TO BE DONE -
Could you write out the records below exactly as they appear?

GIVEN DATA -

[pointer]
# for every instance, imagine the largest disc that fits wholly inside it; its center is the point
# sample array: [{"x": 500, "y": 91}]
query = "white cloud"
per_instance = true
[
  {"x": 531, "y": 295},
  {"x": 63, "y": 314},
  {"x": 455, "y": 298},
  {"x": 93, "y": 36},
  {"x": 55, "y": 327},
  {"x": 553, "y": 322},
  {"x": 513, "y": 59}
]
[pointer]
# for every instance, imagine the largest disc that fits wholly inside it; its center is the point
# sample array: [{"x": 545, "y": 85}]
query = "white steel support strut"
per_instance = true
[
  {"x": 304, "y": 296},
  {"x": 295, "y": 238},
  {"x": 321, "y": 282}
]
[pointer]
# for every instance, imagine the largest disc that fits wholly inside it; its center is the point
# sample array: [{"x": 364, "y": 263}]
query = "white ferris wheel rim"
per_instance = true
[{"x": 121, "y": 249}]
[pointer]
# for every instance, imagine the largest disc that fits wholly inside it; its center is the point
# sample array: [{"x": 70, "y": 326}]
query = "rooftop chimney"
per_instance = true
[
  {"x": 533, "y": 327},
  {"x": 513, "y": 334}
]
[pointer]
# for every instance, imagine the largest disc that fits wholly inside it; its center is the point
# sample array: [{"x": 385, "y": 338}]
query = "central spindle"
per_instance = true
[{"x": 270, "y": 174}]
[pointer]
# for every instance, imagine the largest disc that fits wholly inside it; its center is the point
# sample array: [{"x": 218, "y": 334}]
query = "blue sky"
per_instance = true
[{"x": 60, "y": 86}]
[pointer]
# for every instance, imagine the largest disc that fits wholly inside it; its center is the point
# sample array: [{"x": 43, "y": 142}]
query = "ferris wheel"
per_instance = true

THE SOLUTION -
[pointer]
# for every instance, imagine the largest disc that fits wholly inside it; its center is the point
# sample array: [{"x": 500, "y": 91}]
query = "white cloud"
per_instance = true
[
  {"x": 531, "y": 295},
  {"x": 63, "y": 314},
  {"x": 455, "y": 298},
  {"x": 93, "y": 36},
  {"x": 55, "y": 327},
  {"x": 553, "y": 322},
  {"x": 513, "y": 59}
]
[pointer]
# for every instance, imagine the largest disc that fits wholly inside it; its center is the point
# sample array: [{"x": 545, "y": 85}]
query = "white steel support strut"
per_instance = true
[
  {"x": 304, "y": 296},
  {"x": 295, "y": 238},
  {"x": 321, "y": 282}
]
[pointer]
# for every instance, imagine the largest disc that fits wholly inside it; its center is the point
# sample array: [{"x": 364, "y": 263}]
query = "white ferris wheel rim"
per_instance = true
[{"x": 121, "y": 249}]
[pointer]
# for every instance, imagine the largest disc that fits wholly inside it; its center is the point
# sample array: [{"x": 70, "y": 326}]
query = "rooftop chimney"
per_instance = true
[
  {"x": 533, "y": 327},
  {"x": 513, "y": 334}
]
[pointer]
# for every instance, imagine the largest disc that fits wholly inside it; its center is the point
# sample array: [{"x": 385, "y": 338}]
query = "central spindle"
per_instance = true
[{"x": 270, "y": 174}]
[pointer]
# for every instance, imagine the largest disc that fits wholly inside it; its center is the point
# sample array: [{"x": 218, "y": 334}]
query = "blue sky"
per_instance = true
[{"x": 60, "y": 86}]
[pointer]
# for every instance, imagine the largest disc that fits wholly inside it; its center is the point
# sample array: [{"x": 43, "y": 142}]
query = "ferris wheel"
per_instance = true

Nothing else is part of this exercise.